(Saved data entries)
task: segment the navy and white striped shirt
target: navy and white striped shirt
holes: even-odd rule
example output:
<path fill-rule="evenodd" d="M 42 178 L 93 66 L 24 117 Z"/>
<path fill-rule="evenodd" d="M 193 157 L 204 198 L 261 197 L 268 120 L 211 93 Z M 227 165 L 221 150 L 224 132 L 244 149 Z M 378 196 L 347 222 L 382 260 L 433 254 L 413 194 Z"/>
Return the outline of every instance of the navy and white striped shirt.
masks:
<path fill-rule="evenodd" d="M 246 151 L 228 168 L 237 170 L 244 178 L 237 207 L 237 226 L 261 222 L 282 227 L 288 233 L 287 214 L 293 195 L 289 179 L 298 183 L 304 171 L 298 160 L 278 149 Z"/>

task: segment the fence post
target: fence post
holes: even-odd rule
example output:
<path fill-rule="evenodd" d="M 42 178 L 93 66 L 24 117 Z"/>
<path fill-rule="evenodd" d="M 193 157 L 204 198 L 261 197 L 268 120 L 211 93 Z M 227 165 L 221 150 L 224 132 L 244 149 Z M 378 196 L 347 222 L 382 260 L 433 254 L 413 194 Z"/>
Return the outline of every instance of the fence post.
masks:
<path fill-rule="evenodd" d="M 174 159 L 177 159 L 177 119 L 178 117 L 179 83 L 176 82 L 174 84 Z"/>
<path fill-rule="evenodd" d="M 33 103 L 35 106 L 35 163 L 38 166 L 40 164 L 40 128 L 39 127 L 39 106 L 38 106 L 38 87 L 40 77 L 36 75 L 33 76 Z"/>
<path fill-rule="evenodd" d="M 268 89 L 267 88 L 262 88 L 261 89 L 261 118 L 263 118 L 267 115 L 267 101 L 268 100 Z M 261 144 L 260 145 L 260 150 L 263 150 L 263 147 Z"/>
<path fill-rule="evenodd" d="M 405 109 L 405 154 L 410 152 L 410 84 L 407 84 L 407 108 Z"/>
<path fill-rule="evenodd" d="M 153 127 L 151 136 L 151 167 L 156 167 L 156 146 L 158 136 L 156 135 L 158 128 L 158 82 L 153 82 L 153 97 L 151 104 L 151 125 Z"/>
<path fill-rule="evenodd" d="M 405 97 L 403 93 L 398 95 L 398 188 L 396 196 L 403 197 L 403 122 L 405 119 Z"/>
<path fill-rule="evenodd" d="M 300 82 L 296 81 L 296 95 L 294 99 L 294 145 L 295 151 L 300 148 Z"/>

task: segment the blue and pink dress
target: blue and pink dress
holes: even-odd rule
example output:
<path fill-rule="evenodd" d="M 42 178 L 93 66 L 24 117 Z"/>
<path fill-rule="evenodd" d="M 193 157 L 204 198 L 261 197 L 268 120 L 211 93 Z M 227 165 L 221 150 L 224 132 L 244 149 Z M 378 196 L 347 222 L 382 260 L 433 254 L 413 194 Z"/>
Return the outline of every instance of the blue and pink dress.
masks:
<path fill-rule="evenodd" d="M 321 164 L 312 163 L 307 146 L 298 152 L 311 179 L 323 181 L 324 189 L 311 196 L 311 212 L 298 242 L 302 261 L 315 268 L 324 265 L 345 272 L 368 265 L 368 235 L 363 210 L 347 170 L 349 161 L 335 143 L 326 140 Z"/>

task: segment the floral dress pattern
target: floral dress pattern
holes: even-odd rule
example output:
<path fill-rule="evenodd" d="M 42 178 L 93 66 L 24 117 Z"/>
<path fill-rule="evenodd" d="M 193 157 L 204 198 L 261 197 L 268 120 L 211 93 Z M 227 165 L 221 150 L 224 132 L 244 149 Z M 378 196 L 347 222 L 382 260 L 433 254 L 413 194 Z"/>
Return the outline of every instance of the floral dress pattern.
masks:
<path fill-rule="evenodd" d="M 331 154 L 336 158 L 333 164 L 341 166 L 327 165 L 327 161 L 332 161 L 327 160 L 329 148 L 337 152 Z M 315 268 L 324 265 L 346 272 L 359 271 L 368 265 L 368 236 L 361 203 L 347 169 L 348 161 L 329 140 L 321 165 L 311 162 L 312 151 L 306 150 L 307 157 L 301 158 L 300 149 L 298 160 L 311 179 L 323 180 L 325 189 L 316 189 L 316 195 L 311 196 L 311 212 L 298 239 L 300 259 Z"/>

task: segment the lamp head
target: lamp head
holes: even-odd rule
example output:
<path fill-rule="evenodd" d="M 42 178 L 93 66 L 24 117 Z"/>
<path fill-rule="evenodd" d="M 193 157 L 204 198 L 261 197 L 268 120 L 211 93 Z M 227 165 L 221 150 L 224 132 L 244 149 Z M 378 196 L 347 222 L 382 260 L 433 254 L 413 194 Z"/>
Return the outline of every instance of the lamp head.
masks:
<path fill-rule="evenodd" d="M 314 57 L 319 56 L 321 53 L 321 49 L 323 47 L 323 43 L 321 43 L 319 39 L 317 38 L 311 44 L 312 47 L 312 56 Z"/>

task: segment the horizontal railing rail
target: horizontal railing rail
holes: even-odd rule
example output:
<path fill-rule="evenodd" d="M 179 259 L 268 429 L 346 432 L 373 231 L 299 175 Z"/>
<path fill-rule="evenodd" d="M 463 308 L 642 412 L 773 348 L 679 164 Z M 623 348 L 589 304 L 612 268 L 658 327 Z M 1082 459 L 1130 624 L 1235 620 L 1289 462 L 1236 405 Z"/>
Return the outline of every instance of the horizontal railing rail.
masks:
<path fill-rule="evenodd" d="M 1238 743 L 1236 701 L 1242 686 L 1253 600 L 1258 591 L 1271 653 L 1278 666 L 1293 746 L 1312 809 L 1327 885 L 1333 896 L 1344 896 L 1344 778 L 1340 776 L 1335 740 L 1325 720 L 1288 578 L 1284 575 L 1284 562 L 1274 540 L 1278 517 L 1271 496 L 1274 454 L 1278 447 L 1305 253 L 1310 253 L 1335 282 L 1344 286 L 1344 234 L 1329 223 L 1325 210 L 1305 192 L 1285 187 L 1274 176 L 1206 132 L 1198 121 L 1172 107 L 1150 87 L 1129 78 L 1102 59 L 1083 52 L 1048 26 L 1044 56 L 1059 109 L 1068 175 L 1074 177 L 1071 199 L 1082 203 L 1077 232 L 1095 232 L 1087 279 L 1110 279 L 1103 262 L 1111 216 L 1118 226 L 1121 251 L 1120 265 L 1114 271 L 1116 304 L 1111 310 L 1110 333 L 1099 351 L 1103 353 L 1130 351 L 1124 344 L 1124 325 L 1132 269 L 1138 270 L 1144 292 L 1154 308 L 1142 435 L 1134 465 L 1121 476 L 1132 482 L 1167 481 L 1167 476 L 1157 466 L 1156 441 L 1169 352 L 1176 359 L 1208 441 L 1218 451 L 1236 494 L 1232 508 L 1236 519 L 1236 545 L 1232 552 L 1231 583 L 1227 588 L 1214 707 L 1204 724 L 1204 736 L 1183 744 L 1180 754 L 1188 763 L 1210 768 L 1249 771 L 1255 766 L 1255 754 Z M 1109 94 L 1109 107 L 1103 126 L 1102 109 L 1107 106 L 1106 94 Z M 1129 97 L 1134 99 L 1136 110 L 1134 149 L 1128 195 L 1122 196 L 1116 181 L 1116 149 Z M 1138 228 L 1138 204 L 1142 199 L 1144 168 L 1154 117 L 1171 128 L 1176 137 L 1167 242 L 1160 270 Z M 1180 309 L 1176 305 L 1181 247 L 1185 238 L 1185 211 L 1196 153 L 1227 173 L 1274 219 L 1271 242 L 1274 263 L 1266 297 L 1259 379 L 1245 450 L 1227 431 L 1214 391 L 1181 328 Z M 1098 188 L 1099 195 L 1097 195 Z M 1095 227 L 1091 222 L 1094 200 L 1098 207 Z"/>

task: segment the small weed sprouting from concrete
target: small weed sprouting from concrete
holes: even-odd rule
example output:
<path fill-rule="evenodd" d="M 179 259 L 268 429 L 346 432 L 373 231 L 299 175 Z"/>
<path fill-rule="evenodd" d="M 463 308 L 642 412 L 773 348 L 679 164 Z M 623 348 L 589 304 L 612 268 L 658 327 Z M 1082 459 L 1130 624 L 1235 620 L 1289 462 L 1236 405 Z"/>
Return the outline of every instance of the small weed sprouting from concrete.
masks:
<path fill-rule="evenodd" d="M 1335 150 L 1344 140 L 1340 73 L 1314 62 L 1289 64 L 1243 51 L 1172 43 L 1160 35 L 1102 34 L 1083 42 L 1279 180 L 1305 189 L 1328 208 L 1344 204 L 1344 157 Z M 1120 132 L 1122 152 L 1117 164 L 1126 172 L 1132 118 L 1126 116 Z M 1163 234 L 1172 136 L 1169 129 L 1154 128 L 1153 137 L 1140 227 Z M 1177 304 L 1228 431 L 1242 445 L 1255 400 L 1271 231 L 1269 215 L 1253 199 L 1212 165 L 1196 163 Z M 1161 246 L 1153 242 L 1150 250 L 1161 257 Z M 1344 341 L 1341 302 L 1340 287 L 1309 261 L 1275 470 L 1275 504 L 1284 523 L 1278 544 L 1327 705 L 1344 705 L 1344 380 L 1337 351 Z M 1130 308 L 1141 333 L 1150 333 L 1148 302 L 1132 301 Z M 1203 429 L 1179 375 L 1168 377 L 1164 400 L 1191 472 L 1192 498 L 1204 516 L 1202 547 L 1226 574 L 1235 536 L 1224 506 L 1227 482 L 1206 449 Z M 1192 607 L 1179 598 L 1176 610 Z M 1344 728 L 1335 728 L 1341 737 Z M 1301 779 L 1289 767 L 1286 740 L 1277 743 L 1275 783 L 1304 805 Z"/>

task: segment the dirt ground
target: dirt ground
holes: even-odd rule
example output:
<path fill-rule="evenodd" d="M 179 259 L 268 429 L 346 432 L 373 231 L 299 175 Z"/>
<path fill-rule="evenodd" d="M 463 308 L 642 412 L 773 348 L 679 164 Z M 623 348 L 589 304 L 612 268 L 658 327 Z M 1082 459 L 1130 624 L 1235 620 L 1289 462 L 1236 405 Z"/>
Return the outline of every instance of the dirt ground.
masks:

(Aim of the task) Can you rewrite the lines from the very first one through the line containing "300 82 L 296", both included, as a JSON list of strings with one string per line and blank lines omitted?

(Expected output)
[
  "task: segment the navy and white striped shirt",
  "target: navy and white striped shirt",
  "holes: even-odd rule",
  "example output:",
  "<path fill-rule=\"evenodd\" d=\"M 42 178 L 93 66 L 24 117 Z\"/>",
  "<path fill-rule=\"evenodd\" d=\"M 193 157 L 204 198 L 261 197 L 268 120 L 211 93 Z M 227 165 L 221 150 L 224 132 L 244 149 Z M 378 196 L 347 222 L 382 260 L 433 254 L 413 194 Z\"/>",
  "Return the outline of every instance of the navy and white striped shirt.",
  "masks:",
  "<path fill-rule=\"evenodd\" d=\"M 246 151 L 228 168 L 237 170 L 244 178 L 237 207 L 237 226 L 261 222 L 282 227 L 288 233 L 287 214 L 293 195 L 289 179 L 298 183 L 304 171 L 298 160 L 278 149 Z\"/>",
  "task: segment the fence post",
  "target: fence post",
  "holes: even-odd rule",
  "example output:",
  "<path fill-rule=\"evenodd\" d=\"M 42 178 L 93 66 L 24 117 Z\"/>",
  "<path fill-rule=\"evenodd\" d=\"M 193 157 L 204 198 L 261 197 L 268 120 L 211 93 Z M 227 165 L 221 150 L 224 132 L 244 149 Z M 378 196 L 347 222 L 382 260 L 433 254 L 413 194 Z\"/>",
  "Return the outline of every instance of the fence post.",
  "masks:",
  "<path fill-rule=\"evenodd\" d=\"M 174 159 L 177 159 L 177 119 L 178 117 L 179 83 L 176 82 L 174 84 Z\"/>",
  "<path fill-rule=\"evenodd\" d=\"M 33 103 L 35 106 L 35 163 L 38 166 L 40 164 L 40 128 L 39 127 L 39 106 L 38 106 L 38 87 L 40 77 L 36 75 L 33 76 Z\"/>",
  "<path fill-rule=\"evenodd\" d=\"M 268 89 L 267 88 L 262 88 L 261 89 L 261 118 L 263 118 L 267 115 L 267 101 L 268 100 Z M 261 144 L 260 145 L 260 150 L 263 150 L 263 147 Z\"/>",
  "<path fill-rule=\"evenodd\" d=\"M 405 109 L 405 154 L 410 152 L 410 84 L 407 84 L 407 108 Z\"/>",
  "<path fill-rule=\"evenodd\" d=\"M 153 127 L 151 136 L 151 167 L 156 167 L 156 146 L 158 136 L 156 135 L 158 128 L 158 82 L 153 82 L 153 97 L 151 104 L 151 125 Z\"/>",
  "<path fill-rule=\"evenodd\" d=\"M 405 97 L 403 93 L 398 95 L 398 188 L 396 196 L 403 197 L 403 122 L 405 119 Z\"/>",
  "<path fill-rule=\"evenodd\" d=\"M 300 82 L 296 81 L 296 95 L 294 99 L 294 145 L 295 151 L 300 148 Z\"/>"
]